YOUR TASK: The entries below should be transcribed exactly, every one of them.

--- STORED DATA Enclosed Below ---

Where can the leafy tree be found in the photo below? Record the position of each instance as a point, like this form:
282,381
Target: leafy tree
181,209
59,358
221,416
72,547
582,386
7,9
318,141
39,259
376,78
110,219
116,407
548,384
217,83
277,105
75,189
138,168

--- End of Enclosed STORED DATA ---

TASK ANSWER:
Where can the leafy tree be found in the photo below? Record the position of each instance as a point, like this form:
282,381
Target: leafy tree
181,209
59,358
221,416
72,547
582,386
7,9
318,141
39,259
376,78
110,219
116,407
548,384
217,83
277,105
75,189
138,168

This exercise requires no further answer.